**Problem to solve**
Answer these questions using the MooncakeStoreConnector guide below.
1. What does MooncakeStoreConnector use as its shared KV cache pool?
2. What command installs Mooncake through pip?
3. What is the default RPC port for the Mooncake master server?

**Supplied text**
>>>

Skip to content

MooncakeStoreConnector Usage Guide

MooncakeStoreConnector is a KV cache connector that uses MooncakeDistributedStore as a shared KV cache pool. Unlike MooncakeConnector which does direct point-to-point KV transfer between prefiller and decoder, MooncakeStoreConnector enables KV cache offloading to an external distributed store, supporting:

  • CPU/disk offloading: Extend effective KV cache capacity by offloading to CPU memory or disk via Mooncake's transfer engine.
  • Prefix caching across instances: Hash-based deduplication allows multiple vLLM instances to share cached KV blocks through the store.
  • Single-node and multi-node deployment: Works both as a standalone KV cache extension and in disaggregated prefill-decode setups.

Prerequisites

Install Mooncake

Install mooncake through pip:

uv pip install mooncake-transfer-engine

Refer to the Mooncake official repository for more installation instructions and building from source.

Start the Mooncake Master Server

The Mooncake master manages metadata and coordinates the distributed store. Start it before launching vLLM:

mooncake_master --port 50051

Default ports:

  • RPC: 50051

Multiple vLLM instances can share the same master server.

<<<

**Dataset rows**
>>>

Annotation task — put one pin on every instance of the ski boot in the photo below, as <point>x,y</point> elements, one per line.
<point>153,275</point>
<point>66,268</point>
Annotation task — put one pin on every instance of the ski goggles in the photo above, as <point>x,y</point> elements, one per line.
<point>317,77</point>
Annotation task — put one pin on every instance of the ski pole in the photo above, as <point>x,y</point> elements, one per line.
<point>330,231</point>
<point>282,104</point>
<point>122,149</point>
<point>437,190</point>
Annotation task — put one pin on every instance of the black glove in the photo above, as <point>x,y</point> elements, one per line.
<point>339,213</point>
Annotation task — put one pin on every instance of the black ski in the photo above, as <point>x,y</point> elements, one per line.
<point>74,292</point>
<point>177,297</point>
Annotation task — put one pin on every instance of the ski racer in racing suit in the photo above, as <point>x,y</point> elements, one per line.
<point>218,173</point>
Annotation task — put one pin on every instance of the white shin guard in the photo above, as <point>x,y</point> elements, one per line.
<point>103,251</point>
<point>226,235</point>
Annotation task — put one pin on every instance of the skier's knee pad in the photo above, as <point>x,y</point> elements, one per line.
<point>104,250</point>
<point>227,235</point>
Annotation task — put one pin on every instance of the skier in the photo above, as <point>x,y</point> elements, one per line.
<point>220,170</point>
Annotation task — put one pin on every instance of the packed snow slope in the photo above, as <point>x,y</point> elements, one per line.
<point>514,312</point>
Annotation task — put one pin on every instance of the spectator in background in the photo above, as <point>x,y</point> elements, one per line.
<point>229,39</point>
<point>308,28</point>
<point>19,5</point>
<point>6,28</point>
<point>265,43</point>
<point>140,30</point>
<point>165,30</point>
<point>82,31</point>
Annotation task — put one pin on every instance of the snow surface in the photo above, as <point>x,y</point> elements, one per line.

<<<

**Written answer**
1. MooncakeDistributedStore
2. uv pip install mooncake-transfer-engine
3. 50051